> Your objective: Arrange every line of the rows below as a Markdown table with the columns "No." and "Line", giving each line its own number and leaving out blank lines.

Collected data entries
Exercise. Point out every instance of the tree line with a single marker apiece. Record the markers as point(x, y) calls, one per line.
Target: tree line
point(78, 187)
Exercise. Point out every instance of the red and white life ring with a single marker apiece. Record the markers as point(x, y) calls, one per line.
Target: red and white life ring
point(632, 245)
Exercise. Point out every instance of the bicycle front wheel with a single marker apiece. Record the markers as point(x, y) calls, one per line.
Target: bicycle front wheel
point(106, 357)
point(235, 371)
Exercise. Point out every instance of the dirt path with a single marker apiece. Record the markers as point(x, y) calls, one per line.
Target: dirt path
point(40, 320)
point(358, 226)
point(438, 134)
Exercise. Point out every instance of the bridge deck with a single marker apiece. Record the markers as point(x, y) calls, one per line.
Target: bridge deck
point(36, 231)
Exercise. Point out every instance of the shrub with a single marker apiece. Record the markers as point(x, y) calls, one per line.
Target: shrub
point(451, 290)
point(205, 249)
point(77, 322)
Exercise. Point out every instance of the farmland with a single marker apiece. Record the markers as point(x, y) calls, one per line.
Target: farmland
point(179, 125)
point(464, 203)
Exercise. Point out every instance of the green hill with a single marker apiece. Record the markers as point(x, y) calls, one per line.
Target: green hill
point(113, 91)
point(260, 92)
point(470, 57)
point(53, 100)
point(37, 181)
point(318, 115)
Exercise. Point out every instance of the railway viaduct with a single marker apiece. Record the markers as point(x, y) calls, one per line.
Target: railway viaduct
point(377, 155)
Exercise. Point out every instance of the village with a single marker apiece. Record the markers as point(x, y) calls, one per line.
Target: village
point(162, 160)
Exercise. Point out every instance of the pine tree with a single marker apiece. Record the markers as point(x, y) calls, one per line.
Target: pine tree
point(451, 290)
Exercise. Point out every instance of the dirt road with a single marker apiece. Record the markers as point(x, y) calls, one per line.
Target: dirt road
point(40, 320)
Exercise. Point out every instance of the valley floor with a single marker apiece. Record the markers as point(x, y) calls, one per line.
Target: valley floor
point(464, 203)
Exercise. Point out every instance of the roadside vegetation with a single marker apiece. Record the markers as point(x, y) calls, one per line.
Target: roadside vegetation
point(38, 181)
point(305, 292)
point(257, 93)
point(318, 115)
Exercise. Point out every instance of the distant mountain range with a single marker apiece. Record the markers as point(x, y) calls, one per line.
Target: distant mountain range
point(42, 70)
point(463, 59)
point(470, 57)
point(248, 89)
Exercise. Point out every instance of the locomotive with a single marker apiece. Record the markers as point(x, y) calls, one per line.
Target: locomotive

> Finished answer:
| No. | Line |
|---|---|
| 1 | Exercise. Point out every instance of the tree line with a single marker apiece. Record the markers as point(x, y) calls, one per line. |
| 2 | Target: tree line |
| 3 | point(78, 187) |
| 4 | Exercise. Point out every instance of the red and white life ring with a single marker apiece. Record the markers as point(x, y) calls, one per line. |
| 5 | Target: red and white life ring |
| 6 | point(632, 245) |
| 7 | Exercise. Point out every instance of the bicycle front wheel with a single marker apiece. Record the markers as point(x, y) calls, one per line. |
| 8 | Target: bicycle front wheel |
| 9 | point(106, 357) |
| 10 | point(235, 371) |
| 11 | Exercise. Point out every instance of the dirt path with a single marker apiece. Record the markers as point(x, y) calls, one per line. |
| 12 | Target: dirt path |
| 13 | point(40, 320) |
| 14 | point(358, 226) |
| 15 | point(438, 134) |
| 16 | Exercise. Point out every instance of the bridge deck with a single marker apiece. Record the markers as point(x, y) calls, one per line. |
| 17 | Target: bridge deck |
| 18 | point(36, 231) |
| 19 | Exercise. Point out every instance of the shrub with a single marker apiece. Record the markers as point(x, y) calls, one per line. |
| 20 | Target: shrub |
| 21 | point(451, 290) |
| 22 | point(205, 249) |
| 23 | point(77, 322) |
| 24 | Exercise. Point out every instance of the farmland with a single marker apiece. Record the markers as point(x, y) calls, one per line. |
| 25 | Target: farmland |
| 26 | point(179, 125) |
| 27 | point(464, 203) |
| 28 | Exercise. Point out every instance of the green hill with a single marker apiece. Record the markers as point(x, y) calls, one per line. |
| 29 | Target: green hill |
| 30 | point(113, 91) |
| 31 | point(260, 92) |
| 32 | point(470, 57) |
| 33 | point(53, 100) |
| 34 | point(37, 181) |
| 35 | point(318, 115) |
| 36 | Exercise. Point out every instance of the railway viaduct with a single marker apiece. Record the markers as point(x, y) calls, one per line. |
| 37 | Target: railway viaduct |
| 38 | point(377, 155) |
| 39 | Exercise. Point out every instance of the village with a single marker apiece. Record the markers as point(x, y) calls, one per line. |
| 40 | Target: village |
| 41 | point(162, 160) |
| 42 | Exercise. Point out every instance of the pine tree with a single marker apiece. Record the markers as point(x, y) calls, one per line. |
| 43 | Target: pine tree |
| 44 | point(451, 290) |
| 45 | Exercise. Point out every instance of the dirt road with a single marker apiece. Record the markers as point(x, y) calls, one per line. |
| 46 | Target: dirt road |
| 47 | point(40, 320) |
| 48 | Exercise. Point out every instance of the valley floor with a single marker apiece. Record the markers as point(x, y) calls, one per line. |
| 49 | Target: valley floor |
| 50 | point(464, 203) |
| 51 | Exercise. Point out every instance of the roadside vegetation with a single marker apiece. Record the markers as point(x, y) calls, one per line. |
| 52 | Target: roadside vegetation |
| 53 | point(38, 181) |
| 54 | point(305, 292) |
| 55 | point(257, 93) |
| 56 | point(318, 115) |
| 57 | Exercise. Point out every instance of the distant mountain range with a single marker apiece. Record the markers as point(x, y) calls, one per line. |
| 58 | Target: distant mountain range |
| 59 | point(42, 70) |
| 60 | point(463, 59) |
| 61 | point(470, 57) |
| 62 | point(248, 89) |
| 63 | Exercise. Point out every instance of the locomotive with a single marker apiece. Record the markers as point(x, y) calls, one per line. |
| 64 | Target: locomotive |